* begin *
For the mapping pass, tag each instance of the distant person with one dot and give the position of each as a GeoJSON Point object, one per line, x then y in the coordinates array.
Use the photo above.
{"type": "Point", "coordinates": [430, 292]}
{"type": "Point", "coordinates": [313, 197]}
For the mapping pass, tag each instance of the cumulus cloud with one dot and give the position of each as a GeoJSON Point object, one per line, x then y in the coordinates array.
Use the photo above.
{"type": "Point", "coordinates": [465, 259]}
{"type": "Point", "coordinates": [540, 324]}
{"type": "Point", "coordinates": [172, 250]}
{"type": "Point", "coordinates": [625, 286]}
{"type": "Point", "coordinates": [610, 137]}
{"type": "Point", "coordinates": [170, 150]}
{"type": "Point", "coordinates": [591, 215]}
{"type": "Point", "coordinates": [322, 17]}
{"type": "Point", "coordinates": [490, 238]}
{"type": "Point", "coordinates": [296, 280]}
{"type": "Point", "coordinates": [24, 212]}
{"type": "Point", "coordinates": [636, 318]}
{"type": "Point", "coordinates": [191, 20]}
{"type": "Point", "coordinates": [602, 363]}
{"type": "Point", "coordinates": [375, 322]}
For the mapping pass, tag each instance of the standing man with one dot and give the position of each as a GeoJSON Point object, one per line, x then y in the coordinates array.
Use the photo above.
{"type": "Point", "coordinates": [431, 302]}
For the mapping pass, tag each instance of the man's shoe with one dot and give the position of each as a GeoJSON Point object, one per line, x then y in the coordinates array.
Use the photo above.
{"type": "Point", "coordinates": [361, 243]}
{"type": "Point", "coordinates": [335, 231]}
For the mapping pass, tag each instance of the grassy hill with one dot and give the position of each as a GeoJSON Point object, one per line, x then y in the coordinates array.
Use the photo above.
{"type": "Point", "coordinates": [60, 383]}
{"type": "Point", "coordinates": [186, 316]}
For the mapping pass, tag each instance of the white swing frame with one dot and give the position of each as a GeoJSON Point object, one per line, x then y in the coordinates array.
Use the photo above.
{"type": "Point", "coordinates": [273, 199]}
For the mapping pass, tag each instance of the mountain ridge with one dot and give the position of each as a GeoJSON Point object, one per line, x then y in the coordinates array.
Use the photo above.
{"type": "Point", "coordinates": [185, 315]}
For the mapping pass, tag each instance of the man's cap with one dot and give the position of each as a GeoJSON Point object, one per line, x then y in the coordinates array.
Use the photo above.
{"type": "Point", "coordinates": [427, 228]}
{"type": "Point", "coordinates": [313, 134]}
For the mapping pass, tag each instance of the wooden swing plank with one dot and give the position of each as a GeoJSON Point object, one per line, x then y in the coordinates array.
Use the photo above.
* end *
• _GIVEN TASK_
Quote all the records exactly, please, leaving none out.

• _EXERCISE RESULT_
For the mapping pass, tag each instance of the distant person with one dot and give the position of each as a GeoJSON Point object, one per line, x then y in the coordinates array.
Use the photo above.
{"type": "Point", "coordinates": [430, 292]}
{"type": "Point", "coordinates": [313, 197]}
For the mapping pass, tag each instance of the cumulus cloud with one dot and give the position of each as a GeoJSON Point object, one per line, x then y in the coordinates array.
Use the photo above.
{"type": "Point", "coordinates": [465, 259]}
{"type": "Point", "coordinates": [540, 324]}
{"type": "Point", "coordinates": [172, 250]}
{"type": "Point", "coordinates": [625, 286]}
{"type": "Point", "coordinates": [610, 137]}
{"type": "Point", "coordinates": [170, 150]}
{"type": "Point", "coordinates": [591, 215]}
{"type": "Point", "coordinates": [322, 17]}
{"type": "Point", "coordinates": [490, 238]}
{"type": "Point", "coordinates": [296, 280]}
{"type": "Point", "coordinates": [24, 212]}
{"type": "Point", "coordinates": [636, 318]}
{"type": "Point", "coordinates": [191, 20]}
{"type": "Point", "coordinates": [602, 363]}
{"type": "Point", "coordinates": [375, 322]}
For the mapping pass, tag each instance of the standing man with one dot and give the position of each as a GeoJSON Point object, one per line, x then y in the coordinates array.
Use the photo above.
{"type": "Point", "coordinates": [431, 302]}
For the mapping pass, tag each instance of the man's shoe with one dot and give the position of each as a GeoJSON Point object, one per line, x then y in the coordinates array.
Use the photo above.
{"type": "Point", "coordinates": [361, 243]}
{"type": "Point", "coordinates": [335, 231]}
For the mapping pass, tag each instance of the grassy hill with one dot and give the position of each as a GeoJSON Point object, one per line, x then y in the coordinates array.
Use the photo above.
{"type": "Point", "coordinates": [60, 383]}
{"type": "Point", "coordinates": [186, 316]}
For the mapping pass, tag each instance of the white swing frame with one dot and give the position of each as a GeoJSON Point object, one per line, x then y in the coordinates array.
Use the photo above.
{"type": "Point", "coordinates": [273, 199]}
For the mapping pass, tag each instance of the mountain ridge with one dot and give the position of each as a GeoJSON Point object, one per line, x then y in the coordinates array.
Use the photo above.
{"type": "Point", "coordinates": [185, 315]}
For the mapping pass, tag each instance of the man's cap with one dot and give the position of each as a GeoJSON Point object, one per line, x then y in the coordinates array.
Use the photo above.
{"type": "Point", "coordinates": [427, 228]}
{"type": "Point", "coordinates": [313, 134]}
For the mapping pass, tag each instance of the wooden swing plank with one dot and give the position of each as a GeoJSON Point object, one per line, x then y in the coordinates array.
Use the photo above.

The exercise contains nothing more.